--- Parts of the exercise ---
(a) In the HAVCR1 text, how long can it take to diagnose primary vitreoretinal lymphoma?
(b) Reproduce the part of the HAVCR1 text that begins at the words "PCNSL is a rare" and stops after "complications and death.".

--- Document excerpt ---
BEGIN
Researchers at Fudan University in Shanghai have identified a protein—hepatitis A virus cellular receptor 1, or HAVCR1—that could transform how doctors diagnose some of the rarest and most aggressive cancers: primary central nervous system lymphoma (PCNSL) and its ocular variant, primary vitreoretinal lymphoma (PVRL). The discovery, published in Clinical Chemistry, offers a path toward earlier detection, fewer invasive biopsies, and better treatment monitoring for conditions that have long been difficult to catch.
PCNSL is a rare but relentless cancer that affects the brain, spinal cord, or eyes and carries one of the poorest prognoses among white blood cell cancers. Cases have steadily increased over the past five decades, yet diagnosis remains a clinical puzzle. The current gold standard—measuring interleukin levels—achieves only 80–90% diagnostic accuracy. For patients with PVRL, the eye-specific form, the problem is even more acute: diagnosis can take up to two years and typically requires multiple biopsies, compared with just 35 days for PCNSL. Worse, PVRL frequently mimics uveitis, a common inflammatory eye condition, making misdiagnosis common. Because 60–90% of PVRL cases progress to brain-based PCNSL, delayed diagnosis carries serious consequences, increasing the risk of neurological complications and death.
END
--- Given records ---
BEGIN
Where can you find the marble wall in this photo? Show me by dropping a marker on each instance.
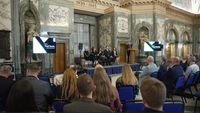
(105, 30)
(5, 15)
(122, 28)
(92, 21)
(138, 21)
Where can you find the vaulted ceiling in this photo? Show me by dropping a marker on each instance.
(192, 6)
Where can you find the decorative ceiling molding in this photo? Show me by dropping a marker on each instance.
(108, 3)
(144, 2)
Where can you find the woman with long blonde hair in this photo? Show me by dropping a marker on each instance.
(128, 77)
(69, 89)
(105, 93)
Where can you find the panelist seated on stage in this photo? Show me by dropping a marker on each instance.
(86, 54)
(150, 68)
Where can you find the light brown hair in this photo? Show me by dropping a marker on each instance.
(153, 92)
(104, 92)
(69, 85)
(128, 77)
(85, 84)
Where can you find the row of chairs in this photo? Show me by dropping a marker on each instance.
(114, 69)
(127, 94)
(168, 107)
(184, 87)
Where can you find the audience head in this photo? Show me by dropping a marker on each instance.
(69, 85)
(98, 65)
(164, 59)
(73, 67)
(5, 70)
(85, 85)
(128, 77)
(21, 98)
(104, 93)
(32, 70)
(175, 60)
(192, 59)
(150, 59)
(153, 93)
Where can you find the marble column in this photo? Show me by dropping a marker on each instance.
(15, 34)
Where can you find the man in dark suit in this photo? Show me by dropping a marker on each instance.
(153, 94)
(163, 68)
(42, 91)
(172, 74)
(86, 104)
(5, 84)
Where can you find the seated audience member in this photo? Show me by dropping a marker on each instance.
(74, 68)
(184, 62)
(163, 68)
(85, 104)
(172, 74)
(69, 89)
(21, 98)
(193, 67)
(128, 77)
(42, 91)
(153, 94)
(105, 93)
(150, 68)
(5, 84)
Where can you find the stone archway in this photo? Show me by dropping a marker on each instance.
(186, 44)
(143, 31)
(28, 14)
(172, 40)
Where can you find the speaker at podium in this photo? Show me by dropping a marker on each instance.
(80, 46)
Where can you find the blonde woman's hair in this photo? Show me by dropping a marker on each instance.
(128, 77)
(104, 92)
(153, 92)
(69, 85)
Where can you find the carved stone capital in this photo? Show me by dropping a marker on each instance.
(165, 3)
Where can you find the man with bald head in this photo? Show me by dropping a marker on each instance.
(150, 68)
(193, 67)
(172, 74)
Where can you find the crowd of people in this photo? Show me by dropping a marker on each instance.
(92, 93)
(104, 57)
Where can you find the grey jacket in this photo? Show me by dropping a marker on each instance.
(42, 92)
(86, 105)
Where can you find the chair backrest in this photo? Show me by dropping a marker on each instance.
(58, 105)
(126, 92)
(168, 107)
(173, 107)
(44, 78)
(1, 106)
(190, 80)
(179, 83)
(197, 77)
(154, 74)
(133, 106)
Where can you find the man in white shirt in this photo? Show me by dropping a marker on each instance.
(150, 68)
(193, 67)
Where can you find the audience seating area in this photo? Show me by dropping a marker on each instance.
(116, 69)
(169, 107)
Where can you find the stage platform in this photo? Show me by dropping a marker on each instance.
(113, 69)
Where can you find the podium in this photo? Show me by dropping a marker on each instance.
(132, 57)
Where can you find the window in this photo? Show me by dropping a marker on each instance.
(81, 35)
(5, 44)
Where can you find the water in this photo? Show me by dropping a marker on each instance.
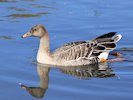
(66, 21)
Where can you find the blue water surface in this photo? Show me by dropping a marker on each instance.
(66, 21)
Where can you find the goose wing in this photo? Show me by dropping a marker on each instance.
(87, 49)
(77, 50)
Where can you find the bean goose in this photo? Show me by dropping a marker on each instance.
(74, 53)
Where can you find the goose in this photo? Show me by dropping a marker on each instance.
(77, 53)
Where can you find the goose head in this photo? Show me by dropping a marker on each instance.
(36, 31)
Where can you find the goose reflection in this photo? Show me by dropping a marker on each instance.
(83, 72)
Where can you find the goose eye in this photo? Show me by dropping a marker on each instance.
(35, 29)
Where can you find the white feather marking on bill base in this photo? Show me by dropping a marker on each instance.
(103, 55)
(117, 37)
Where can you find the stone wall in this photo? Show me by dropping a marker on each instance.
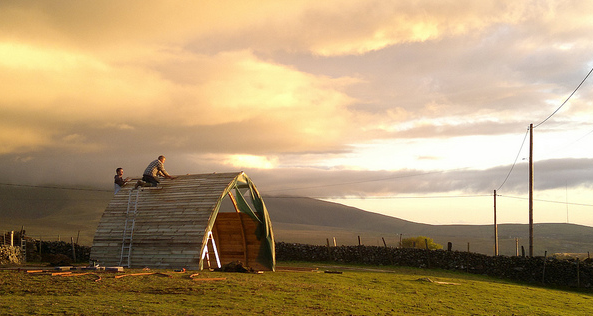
(10, 255)
(573, 273)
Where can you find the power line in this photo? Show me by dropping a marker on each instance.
(548, 201)
(515, 162)
(563, 103)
END
--- Solutions for each task ---
(a) Up to two years.

(b)
PCNSL is a rare but relentless cancer that affects the brain, spinal cord, or eyes and carries one of the poorest prognoses among white blood cell cancers. Cases have steadily increased over the past five decades, yet diagnosis remains a clinical puzzle. The current gold standard—measuring interleukin levels—achieves only 80–90% diagnostic accuracy. For patients with PVRL, the eye-specific form, the problem is even more acute: diagnosis can take up to two years and typically requires multiple biopsies, compared with just 35 days for PCNSL. Worse, PVRL frequently mimics uveitis, a common inflammatory eye condition, making misdiagnosis common. Because 60–90% of PVRL cases progress to brain-based PCNSL, delayed diagnosis carries serious consequences, increasing the risk of neurological complications and death.